CHECK YOUR UNDERSTANDING
(a) In the piece on election automation, rewrite the part that opens with the words containing "Sen. Dick Gordon" and closes with "manipulation and cheating.", substituting "tallying" for "canvassing" wherever it occurs.
(b) Put this sentence from the piece on election automation into Spanish: "There is no time to select a vendor, develop a system for nationwide automation, and deploy one million Automated Election Systems by May 2007."
(c) Carry on writing the piece on Senate Bill No. 2231 and election automation from its last sentence.

SUPPLIED TEXT
·····
SENATE BILL NO. 2231 is an interesting creation of the good intentions of two senators with night and day views on election automation.

Sen. Dick Gordon is the champion of fully automated election. His vision is to have one million Direct Entry Systems (PC's with touchscreens) on which voters in over 200,000 precincts would enter their votes by simply touching the name of each candidate they would vote for. The Automated Election System would automatically generate the precinct totals (election returns) this would be electronically transmitted to district or municipal counting centers for canvassing, and then again electronically transmitted to provincial canvassing centers and eventually to Congress and Comelec for national canvassing.

Senator Gordon like many people thinks that automation will shorten the election process and eliminate election manipulation and cheating.

Sen. Serge Osmeña like many senior IT professionals thinks that even automated systems can be hacked and manipulated.

There is no time to select a vendor, develop a system for nationwide automation, and deploy one million Automated Election Systems by May 2007.
·····
DATA EXTRACTS
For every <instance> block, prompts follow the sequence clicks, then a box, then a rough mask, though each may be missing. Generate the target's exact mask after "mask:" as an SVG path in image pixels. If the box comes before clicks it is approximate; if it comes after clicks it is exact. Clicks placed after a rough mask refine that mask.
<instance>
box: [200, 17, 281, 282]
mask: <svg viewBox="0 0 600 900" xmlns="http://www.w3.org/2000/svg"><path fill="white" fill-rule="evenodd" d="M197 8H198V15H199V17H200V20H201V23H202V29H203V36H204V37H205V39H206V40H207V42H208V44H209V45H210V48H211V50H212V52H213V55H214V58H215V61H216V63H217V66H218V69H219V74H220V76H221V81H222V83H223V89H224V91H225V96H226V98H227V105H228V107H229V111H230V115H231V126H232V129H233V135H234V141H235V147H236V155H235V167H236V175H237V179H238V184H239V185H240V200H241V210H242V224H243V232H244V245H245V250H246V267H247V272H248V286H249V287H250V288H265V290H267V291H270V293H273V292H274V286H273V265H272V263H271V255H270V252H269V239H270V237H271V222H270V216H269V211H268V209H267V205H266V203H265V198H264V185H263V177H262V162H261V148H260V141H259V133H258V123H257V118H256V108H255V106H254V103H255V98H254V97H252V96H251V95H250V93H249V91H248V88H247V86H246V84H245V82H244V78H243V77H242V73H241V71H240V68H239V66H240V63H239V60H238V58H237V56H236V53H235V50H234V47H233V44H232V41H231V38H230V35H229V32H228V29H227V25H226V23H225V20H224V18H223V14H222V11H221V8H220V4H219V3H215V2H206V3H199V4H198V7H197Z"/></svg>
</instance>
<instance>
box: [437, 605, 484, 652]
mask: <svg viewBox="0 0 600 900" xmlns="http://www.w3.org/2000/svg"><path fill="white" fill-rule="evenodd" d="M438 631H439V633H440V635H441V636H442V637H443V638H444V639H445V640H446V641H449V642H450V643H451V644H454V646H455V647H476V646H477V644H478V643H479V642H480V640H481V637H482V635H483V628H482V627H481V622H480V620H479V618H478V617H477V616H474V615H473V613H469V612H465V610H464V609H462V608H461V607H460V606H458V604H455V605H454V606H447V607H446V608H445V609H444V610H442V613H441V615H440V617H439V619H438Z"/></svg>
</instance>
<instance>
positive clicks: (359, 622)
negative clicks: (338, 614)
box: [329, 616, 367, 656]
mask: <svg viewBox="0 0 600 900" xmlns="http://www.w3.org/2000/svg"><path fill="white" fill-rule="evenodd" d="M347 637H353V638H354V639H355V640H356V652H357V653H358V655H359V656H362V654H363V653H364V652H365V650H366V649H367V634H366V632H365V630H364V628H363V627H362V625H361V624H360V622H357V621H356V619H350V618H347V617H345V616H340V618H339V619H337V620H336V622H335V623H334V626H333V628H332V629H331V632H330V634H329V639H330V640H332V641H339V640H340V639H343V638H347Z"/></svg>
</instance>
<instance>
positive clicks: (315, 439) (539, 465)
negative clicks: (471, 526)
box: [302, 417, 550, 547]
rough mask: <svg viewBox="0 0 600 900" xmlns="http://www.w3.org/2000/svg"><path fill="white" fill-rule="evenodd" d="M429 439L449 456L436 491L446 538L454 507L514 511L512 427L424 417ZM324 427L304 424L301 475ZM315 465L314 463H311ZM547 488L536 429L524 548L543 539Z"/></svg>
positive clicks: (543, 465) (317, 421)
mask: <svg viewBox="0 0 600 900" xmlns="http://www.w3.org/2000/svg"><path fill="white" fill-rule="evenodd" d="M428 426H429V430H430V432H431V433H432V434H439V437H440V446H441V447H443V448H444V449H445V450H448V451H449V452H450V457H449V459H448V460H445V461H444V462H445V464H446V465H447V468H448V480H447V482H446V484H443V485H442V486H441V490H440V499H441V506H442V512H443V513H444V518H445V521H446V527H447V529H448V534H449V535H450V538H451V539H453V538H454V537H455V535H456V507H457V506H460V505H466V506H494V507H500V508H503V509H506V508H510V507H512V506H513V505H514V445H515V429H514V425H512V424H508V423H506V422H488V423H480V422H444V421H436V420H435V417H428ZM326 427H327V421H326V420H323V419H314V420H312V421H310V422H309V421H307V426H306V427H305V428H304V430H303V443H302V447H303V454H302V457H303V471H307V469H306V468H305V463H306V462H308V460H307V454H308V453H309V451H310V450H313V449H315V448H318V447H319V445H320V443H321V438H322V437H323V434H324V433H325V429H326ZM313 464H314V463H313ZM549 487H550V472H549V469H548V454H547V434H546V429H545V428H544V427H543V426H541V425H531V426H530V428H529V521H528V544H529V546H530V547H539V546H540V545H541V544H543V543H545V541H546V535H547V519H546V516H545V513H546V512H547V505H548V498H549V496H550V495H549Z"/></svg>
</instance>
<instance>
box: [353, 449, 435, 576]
·····
RESULTS IN ORDER
(a)
Sen. Dick Gordon is the champion of fully automated election. His vision is to have one million Direct Entry Systems (PC's with touchscreens) on which voters in over 200,000 precincts would enter their votes by simply touching the name of each candidate they would vote for. The Automated Election System would automatically generate the precinct totals (election returns) this would be electronically transmitted to district or municipal counting centers for tallying, and then again electronically transmitted to provincial tallying centers and eventually to Congress and Comelec for national tallying.

Senator Gordon like many people thinks that automation will shorten the election process and eliminate election manipulation and cheating.

(b) No hay tiempo para seleccionar un proveedor, desarrollar un sistema para la automatización a nivel nacional y desplegar un millón de Sistemas Electorales Automatizados antes de mayo de 2007.

(c)
So the bill only proposes test automation in six highly urbanized cities and six provinces distributed equally between Luzon, Visayas and Mindanao.

The bill in its Oct. 10, 2006 revision stated the following minimum capabilities:

A. Utilize or generate official ballots.
B. Identify the voter and verify his identity, so that he shall be allowed to vote only once and in only one precinct.
C. Prevent any person from using identity of a deceased voter.
D. Allow voter to accurately identify and indicate his/her choices with access provisions for differently enabled.
E. Record the voters choices and store in a manner that may not be altered.
F. Provide a system of verification to confirm that the machine has registered his choice.
G. Count votes, print vote counts, and store the results in a manner that may not be altered in anyway.
H. Transmit the results in a secure and error free manner.
I. Recover the votes in case of machine failure.
J. Configure access control.
K. Provide system administration facilities.
L. Provide system audit and backtrack.
M. Provide system utilities for data security.
N. Provide for safekeeping, storing and archiving of physical or paper resources.
O. Provide voter verified paper trail and an audit system.
P. Provide security against unauthorized access.

The above minimal requirements are good and technology neutral (one of the key objectives in amending RA 8436).

The bill introduces election automation safeguards that exceed that of most states in the US.

One missing provision is a mandatory manual count audit, using the printed ballots, for one out of each 20 precincts or at least one precinct in a small canvassing center (1,000+ precincts nationwide).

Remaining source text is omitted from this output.